Object location annotation data

## start

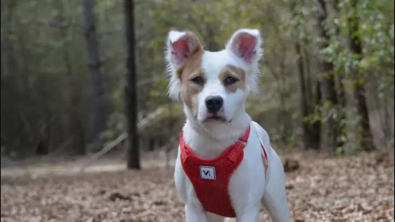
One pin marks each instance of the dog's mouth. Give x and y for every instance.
(215, 117)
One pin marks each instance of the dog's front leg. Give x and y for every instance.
(195, 213)
(250, 215)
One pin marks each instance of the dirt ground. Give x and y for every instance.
(358, 188)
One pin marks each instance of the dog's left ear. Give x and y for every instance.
(246, 44)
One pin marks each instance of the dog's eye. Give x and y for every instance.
(230, 80)
(198, 80)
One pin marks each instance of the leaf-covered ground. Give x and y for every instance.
(359, 188)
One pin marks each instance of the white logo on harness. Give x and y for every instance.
(207, 172)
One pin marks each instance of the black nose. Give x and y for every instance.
(214, 103)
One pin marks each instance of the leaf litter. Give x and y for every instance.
(357, 188)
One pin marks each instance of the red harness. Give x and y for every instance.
(210, 177)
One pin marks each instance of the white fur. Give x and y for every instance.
(247, 186)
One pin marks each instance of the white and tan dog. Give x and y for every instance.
(213, 87)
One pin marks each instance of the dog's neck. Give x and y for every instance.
(209, 141)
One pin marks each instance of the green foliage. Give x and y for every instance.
(45, 69)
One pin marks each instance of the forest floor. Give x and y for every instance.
(357, 188)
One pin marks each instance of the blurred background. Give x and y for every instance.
(83, 86)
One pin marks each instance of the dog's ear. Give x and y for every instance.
(180, 46)
(246, 44)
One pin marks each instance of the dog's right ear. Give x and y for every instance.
(180, 46)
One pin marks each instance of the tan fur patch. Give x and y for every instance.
(234, 72)
(189, 70)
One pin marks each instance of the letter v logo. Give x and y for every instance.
(207, 172)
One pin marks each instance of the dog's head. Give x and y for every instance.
(213, 85)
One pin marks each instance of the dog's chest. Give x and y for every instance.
(236, 183)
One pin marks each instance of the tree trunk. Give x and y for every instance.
(341, 96)
(133, 157)
(327, 83)
(302, 96)
(99, 120)
(359, 100)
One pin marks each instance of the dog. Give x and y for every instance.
(225, 166)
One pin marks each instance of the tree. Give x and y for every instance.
(328, 91)
(99, 119)
(359, 99)
(133, 157)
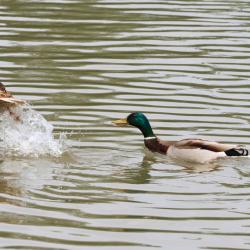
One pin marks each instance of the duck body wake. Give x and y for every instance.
(23, 131)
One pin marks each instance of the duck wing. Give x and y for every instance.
(204, 144)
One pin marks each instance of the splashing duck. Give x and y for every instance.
(7, 102)
(191, 150)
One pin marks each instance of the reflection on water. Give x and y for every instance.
(82, 64)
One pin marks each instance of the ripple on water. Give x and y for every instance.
(84, 63)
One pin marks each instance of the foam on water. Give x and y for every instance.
(31, 136)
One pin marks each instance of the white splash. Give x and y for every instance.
(31, 136)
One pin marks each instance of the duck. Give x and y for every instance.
(188, 150)
(8, 102)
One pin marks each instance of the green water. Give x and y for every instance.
(82, 64)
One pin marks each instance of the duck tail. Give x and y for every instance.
(237, 152)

## end

▶ EXERCISE TASK
All of the material above needs to be restated exactly, with no pictures.

▶ SOLUTION
One pin marks each instance of the dog's mouth. Give x and y for every instance.
(215, 117)
One pin marks each instance of the dog's front leg. Give x and y for every instance.
(195, 213)
(250, 215)
One pin marks each instance of the dirt ground. Give x and y for every instance.
(358, 188)
One pin marks each instance of the dog's left ear. Give x and y for every instance.
(246, 44)
One pin marks each instance of the dog's eye. Give x and y for every instance.
(230, 80)
(198, 80)
One pin marks each instance of the leaf-covered ground. Give x and y for every instance.
(359, 188)
One pin marks each instance of the white logo on harness. Give x and y for every instance.
(207, 172)
One pin marks each instance of the black nose. Give x and y for every instance.
(214, 103)
One pin marks each instance of the leaf litter. Give x and y for every instance.
(357, 188)
One pin marks each instance of the red harness. Give x and y for every instance.
(210, 177)
One pin marks each instance of the white fur. Give x and y for every instance.
(247, 186)
One pin marks each instance of the white and tan dog. Give x and y for every instance.
(213, 87)
One pin marks each instance of the dog's neck. Give x and y for every instance.
(209, 141)
One pin marks each instance of the green foliage. Give x and y for every instance.
(45, 69)
One pin marks each instance of the forest floor. Give x and y for every instance.
(357, 188)
One pin marks each instance of the blurred background. Give x and y for every instance.
(83, 86)
One pin marks each instance of the dog's ear. Give x and y for every instance.
(180, 46)
(246, 44)
One pin marks each instance of the dog's right ear. Give x and y for every instance.
(180, 46)
One pin marks each instance of the tan fur patch. Give x and y for every instance.
(234, 72)
(189, 70)
One pin marks each instance of the letter v logo. Give x and y for every instance.
(207, 172)
One pin marks each instance of the dog's head. Give x and y for every instance.
(213, 85)
One pin marks each instance of the dog's chest. Give x and y for every instance.
(236, 183)
One pin marks each instance of the tree trunk. Give x and y for every instance.
(341, 96)
(133, 157)
(327, 83)
(302, 96)
(99, 120)
(359, 100)
One pin marks each instance of the dog. Give x and y for every instance.
(225, 166)
One pin marks each instance of the tree. Give x and y for every instance.
(328, 91)
(99, 119)
(359, 99)
(133, 157)
One pin marks each instance of the duck body wake. Give x and y for every instance.
(23, 131)
One pin marks each instance of the duck wing. Give x and y for every instance.
(204, 144)
One pin marks each instance of the splashing duck. Give x and y for every instance.
(7, 102)
(191, 150)
One pin marks each instance of the reflection on water. Give x and y for every instance.
(82, 64)
One pin marks each instance of the ripple on water. Give x and y for every instance.
(84, 63)
One pin marks each instance of the foam on water. Give x and y for every instance.
(31, 136)
One pin marks each instance of the white splash. Give x and y for every instance.
(31, 136)
One pin marks each instance of the duck. Give x and y for every instance.
(188, 150)
(8, 102)
One pin marks each instance of the green water. Give x and y for every instance.
(82, 64)
One pin marks each instance of the duck tail. Give x and y for every instance.
(237, 152)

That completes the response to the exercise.